During the flood of 1993, when Eagle Bluffs was under several feet of water, the blew holes gained some new inhabitants. These include sauger, white bass and yellow bass.
The flood of '93 did more than move fish around. Eagle Bluffs was only weeks from opening when the flood hit, dropping anywhere from a couple inches to several feet of sand and silt on the area. Clearing the pools and channels has been costly and time-consuming. A handicap-accessible parking area at the river was all but washed away. It had to be rebuilt. The 1995 floods added insult to injury.
On the positive side, the floods were a boon to researchers who had studied the area's plants, animals, soils, ground water and surface water before the flood. By looking at these things now, they'll glean useful information about how floods may affect other wetlands.
The whole river bottomland, from bluff to bluff, was under water in 1993. Although flooding damaged the lowlands, the bluffs' stone faces are still as varied and striking as ever. Some are great, smooth gray strips like ships' hulls. Others are pocked with dents as big as a grizzly's back. Hikers and bicyclists get a great view from the 4 miles of Katy Trail State Park that hugs the valley's eastern bluffs.
Nearly 355 acres of Eagle Bluffs' timber adjoin the nearby University of Missouri's Schnabel Woods. With luck, you may spot a three bird orchid on this registered natural area, says natural history lands coordinator Greg Gremaud. The bluff tops also contain small areas of prairie as well as wildflowers, such as bloodroot and sweet cicely.
Someday, Loveless says, the Conservation Department may build a spur of the Katy Trail that takes hikers and bicyclists through the high woods and prairies. Since the view up there overlooks 13 miles of river bottomland and bluffs, an observation platform may be in the area's future.
Observers could trace former river channels in the bottomland which still contains the remains of the steamboat called Plowboy. The thousands of birds passing along the Missouri River during spring and fall migrations make for a spectacular view. One could almost imagine how this river valley might have looked 150 years ago.
Driving south from Columbia, the trip to Eagle Bluffs is a little like the nearby Missouri River itself-a meandering downhill ride with a variety of habitat along the way. You'll pass fields of crops and cattle, patches of woods and human habitats, ranging from trailers to passive solar palaces.
Take Providence Road (163) in Columbia south from Highway 70 then route K. Eagle Bluffs is about 12.5 miles from I-70. (From University of Missouri's Faurot Field at Stadium Boulevard and Providence Road, it's 10.3 miles.)
Find information about the area, including handicapped-accessible parking and observation areas, by stopping at the Eagle Bluffs Conservation Area office or by calling (573) 445-3882. The office is a white house close to the road on your left just before the terrain bottoms out at McBaine. Just .3 mile farther on the right is a Katy Trail State Park parking lot and access.
To reach the wetlands themselves, drive past the village of McBaine, cross Perche Creek then turn left on Star School Road. Star School Road goes through the middle of the wetlands.
Wetlands are transition areas between aquatic and upland ecosystems that either contain standing water or are periodically flooded or saturated. These moist conditions cause soils to lack oxygen part of the time. Wetlands are home to plants that are well adapted to life in water. Some of these plants, for example, can pump oxygen down to their roots. The following descriptions touch on just three wetlands types:
Marshes are treeless wetlands, often lying in low areas in the floodplains of major rivers and streams. Marshes typically contain a mix of emergent vegetation, such as cattails, grasses and sedges, and open water.
Swamps are something like marshes with trees, such as silver maples, American elm, black willow, cypress, cottonwoods and river birches. These areas also have shrubs and mosses. Sometimes swamps succeed marshes as trees grow in, but they may also develop in the beds of sluggish streams or in floodplains.
Fens and seeps are unusual wetlands that form in Missouri, mostly in the Ozarks at stream terraces and at the base of bluffs. They are fed by ground water, which means their soils stay wet much of the year. Because the water comes from the ground, it may be alkaline or acidic, depending on the local geology.

_DATA EXTRACT_:
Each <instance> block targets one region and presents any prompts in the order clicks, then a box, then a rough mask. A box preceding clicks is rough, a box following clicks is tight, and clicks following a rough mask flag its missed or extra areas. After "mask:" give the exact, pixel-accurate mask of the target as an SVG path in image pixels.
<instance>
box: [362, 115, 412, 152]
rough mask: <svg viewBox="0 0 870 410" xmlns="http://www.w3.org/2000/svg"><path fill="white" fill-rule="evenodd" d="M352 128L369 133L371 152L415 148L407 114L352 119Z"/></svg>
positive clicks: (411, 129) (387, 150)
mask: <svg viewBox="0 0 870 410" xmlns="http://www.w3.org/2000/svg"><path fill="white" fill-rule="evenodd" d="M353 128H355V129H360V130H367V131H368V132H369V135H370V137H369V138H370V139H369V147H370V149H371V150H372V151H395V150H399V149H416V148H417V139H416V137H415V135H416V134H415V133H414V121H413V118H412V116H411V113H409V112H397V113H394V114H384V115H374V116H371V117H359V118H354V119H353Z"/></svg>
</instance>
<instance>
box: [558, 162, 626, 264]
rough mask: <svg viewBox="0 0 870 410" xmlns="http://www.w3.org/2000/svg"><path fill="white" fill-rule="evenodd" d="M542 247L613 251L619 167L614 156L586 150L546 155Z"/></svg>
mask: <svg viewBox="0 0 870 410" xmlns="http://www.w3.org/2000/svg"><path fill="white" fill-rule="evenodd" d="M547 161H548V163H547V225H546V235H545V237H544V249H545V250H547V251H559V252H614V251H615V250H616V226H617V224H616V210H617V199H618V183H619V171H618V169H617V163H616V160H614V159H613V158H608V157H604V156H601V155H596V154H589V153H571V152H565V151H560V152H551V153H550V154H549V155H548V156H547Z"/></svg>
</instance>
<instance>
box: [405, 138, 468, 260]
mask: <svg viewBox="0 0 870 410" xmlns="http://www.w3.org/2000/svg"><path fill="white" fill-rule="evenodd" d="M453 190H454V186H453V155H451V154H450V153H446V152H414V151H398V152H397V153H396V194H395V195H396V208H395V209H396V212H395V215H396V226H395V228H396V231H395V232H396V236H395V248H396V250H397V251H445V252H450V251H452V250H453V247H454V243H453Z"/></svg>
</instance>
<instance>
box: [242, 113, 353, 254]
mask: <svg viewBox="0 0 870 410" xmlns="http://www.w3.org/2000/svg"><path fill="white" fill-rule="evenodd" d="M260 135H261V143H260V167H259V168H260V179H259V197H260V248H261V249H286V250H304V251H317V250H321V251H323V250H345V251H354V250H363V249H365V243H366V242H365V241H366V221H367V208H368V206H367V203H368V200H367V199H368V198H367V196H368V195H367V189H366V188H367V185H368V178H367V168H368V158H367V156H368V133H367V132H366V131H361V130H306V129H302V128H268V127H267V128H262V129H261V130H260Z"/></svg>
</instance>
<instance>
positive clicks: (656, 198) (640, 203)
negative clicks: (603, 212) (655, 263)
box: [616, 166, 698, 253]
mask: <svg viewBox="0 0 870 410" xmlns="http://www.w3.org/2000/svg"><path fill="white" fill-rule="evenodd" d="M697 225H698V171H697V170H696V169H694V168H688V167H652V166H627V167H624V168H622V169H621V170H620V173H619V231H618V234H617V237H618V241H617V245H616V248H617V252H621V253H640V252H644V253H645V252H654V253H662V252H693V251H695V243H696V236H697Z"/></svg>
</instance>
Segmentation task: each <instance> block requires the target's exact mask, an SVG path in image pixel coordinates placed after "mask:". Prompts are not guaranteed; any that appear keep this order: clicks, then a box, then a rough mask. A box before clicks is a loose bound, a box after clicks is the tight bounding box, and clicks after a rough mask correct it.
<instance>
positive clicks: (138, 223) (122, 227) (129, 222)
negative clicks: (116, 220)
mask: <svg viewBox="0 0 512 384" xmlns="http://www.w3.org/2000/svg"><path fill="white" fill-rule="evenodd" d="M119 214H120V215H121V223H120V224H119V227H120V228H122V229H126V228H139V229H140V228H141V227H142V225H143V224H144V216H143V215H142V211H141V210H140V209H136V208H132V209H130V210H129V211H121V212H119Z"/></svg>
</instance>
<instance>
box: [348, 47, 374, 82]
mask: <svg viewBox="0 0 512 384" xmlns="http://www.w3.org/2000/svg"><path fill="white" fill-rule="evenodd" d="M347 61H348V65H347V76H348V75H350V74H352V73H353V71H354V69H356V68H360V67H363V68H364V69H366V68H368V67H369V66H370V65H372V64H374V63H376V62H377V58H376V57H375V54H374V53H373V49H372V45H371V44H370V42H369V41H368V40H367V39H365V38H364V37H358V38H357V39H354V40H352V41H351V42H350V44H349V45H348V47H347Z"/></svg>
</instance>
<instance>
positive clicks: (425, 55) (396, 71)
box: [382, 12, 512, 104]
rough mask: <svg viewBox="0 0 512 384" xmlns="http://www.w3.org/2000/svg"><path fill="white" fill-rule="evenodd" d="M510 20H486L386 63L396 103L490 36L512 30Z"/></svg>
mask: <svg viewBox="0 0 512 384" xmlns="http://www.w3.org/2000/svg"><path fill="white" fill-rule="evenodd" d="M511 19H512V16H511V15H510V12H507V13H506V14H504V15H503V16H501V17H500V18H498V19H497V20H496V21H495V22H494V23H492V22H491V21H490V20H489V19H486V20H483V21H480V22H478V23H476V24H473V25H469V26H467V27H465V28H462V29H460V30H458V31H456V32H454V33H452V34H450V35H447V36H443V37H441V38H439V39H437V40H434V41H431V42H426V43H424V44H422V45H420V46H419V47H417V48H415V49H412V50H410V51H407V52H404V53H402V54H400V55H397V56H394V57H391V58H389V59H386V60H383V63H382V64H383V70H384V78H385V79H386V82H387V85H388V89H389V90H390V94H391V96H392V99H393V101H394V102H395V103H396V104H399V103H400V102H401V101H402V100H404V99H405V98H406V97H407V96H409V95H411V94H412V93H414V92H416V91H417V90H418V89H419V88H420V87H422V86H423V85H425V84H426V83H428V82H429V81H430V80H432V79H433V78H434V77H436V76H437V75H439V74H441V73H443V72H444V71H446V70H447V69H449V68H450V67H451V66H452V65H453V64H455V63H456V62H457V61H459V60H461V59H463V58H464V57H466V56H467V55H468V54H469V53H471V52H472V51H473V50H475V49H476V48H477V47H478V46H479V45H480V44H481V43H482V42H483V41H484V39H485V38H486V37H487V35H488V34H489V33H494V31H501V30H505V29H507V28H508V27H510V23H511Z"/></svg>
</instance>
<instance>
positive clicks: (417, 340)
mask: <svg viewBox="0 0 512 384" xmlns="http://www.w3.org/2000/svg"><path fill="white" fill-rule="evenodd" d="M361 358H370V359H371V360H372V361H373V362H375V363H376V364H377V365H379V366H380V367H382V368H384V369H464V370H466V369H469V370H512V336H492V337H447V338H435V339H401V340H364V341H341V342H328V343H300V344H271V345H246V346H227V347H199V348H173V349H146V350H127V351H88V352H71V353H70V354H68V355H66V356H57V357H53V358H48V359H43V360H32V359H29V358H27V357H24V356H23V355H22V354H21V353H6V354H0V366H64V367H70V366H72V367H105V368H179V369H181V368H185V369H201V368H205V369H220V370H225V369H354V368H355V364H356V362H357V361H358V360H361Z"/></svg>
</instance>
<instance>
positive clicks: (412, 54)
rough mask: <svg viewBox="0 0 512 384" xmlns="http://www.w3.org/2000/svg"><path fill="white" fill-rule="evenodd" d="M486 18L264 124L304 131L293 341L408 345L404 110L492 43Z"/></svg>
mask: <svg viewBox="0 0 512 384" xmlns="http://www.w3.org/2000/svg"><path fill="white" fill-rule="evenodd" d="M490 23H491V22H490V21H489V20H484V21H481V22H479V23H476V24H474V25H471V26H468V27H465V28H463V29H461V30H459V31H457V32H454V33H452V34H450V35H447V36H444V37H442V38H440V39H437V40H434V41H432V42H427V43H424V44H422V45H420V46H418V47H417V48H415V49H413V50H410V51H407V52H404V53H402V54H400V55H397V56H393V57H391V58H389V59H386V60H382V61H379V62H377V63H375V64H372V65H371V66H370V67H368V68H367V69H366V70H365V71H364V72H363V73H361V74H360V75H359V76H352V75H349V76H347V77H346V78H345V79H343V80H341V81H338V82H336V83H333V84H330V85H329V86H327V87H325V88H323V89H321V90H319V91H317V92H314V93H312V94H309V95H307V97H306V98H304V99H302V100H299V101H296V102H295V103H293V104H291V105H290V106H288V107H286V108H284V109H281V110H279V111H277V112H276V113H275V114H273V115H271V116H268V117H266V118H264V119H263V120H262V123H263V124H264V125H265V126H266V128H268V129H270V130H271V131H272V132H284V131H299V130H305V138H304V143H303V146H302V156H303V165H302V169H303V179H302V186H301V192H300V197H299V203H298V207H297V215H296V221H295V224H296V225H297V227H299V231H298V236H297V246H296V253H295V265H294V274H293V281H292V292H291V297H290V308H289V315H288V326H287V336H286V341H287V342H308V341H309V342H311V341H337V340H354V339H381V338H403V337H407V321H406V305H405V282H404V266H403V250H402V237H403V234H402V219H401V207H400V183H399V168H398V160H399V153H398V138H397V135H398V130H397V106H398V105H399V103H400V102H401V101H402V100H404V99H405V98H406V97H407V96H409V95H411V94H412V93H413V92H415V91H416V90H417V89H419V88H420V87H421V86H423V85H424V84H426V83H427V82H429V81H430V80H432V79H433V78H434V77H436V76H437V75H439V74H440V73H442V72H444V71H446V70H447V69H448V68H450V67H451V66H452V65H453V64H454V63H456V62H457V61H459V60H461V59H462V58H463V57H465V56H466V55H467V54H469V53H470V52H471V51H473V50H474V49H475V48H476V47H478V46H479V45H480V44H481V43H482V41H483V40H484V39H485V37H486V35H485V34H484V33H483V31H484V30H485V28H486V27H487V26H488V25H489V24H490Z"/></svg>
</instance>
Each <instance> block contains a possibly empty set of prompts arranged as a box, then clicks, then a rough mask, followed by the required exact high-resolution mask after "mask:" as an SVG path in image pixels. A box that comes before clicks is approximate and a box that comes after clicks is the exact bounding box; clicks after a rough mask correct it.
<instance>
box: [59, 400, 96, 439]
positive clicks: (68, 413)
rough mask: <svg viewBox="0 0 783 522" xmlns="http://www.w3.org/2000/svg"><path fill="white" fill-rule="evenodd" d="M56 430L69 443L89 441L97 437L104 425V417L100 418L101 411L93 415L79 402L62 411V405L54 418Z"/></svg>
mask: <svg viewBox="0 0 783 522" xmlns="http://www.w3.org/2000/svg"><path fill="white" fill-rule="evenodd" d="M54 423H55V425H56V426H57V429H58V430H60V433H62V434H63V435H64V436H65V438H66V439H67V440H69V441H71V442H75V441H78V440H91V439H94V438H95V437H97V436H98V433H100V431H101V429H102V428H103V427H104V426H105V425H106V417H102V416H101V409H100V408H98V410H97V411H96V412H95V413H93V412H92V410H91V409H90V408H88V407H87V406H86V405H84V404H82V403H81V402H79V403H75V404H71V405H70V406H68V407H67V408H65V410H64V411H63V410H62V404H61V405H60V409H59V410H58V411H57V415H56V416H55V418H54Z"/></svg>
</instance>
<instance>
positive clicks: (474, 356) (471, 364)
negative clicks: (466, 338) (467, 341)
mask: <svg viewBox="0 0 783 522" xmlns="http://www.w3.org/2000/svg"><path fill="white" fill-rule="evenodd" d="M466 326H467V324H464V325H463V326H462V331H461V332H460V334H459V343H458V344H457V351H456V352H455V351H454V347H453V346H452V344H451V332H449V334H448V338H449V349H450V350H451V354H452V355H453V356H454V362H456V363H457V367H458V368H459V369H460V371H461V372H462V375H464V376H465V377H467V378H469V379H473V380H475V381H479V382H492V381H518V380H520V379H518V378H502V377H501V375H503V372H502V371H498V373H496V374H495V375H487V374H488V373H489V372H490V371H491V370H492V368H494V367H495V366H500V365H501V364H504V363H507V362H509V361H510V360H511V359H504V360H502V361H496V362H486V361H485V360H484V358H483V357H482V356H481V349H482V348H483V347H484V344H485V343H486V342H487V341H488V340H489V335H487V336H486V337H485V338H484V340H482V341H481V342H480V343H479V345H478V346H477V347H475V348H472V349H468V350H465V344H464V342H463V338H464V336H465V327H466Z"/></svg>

_TASK GOAL_: Do these statements agree with the Eagle Bluffs passage: (a) Katy Trail State Park runs along the valley's western bluffs, (b) Eagle Bluffs lies 10.3 miles from Faurot Field, (c) marshes are wetlands without trees? Answer yes or no for each and quote the deciding words.

_RESULT OF THE EXERCISE_:
(a) No: "Hikers and bicyclists get a great view from the 4 miles of Katy Trail State Park that hugs the valley's eastern bluffs."
(b) Yes: "From University of Missouri's Faurot Field at Stadium Boulevard and Providence Road, it's 10.3 miles."
(c) Yes: "Marshes are treeless wetlands"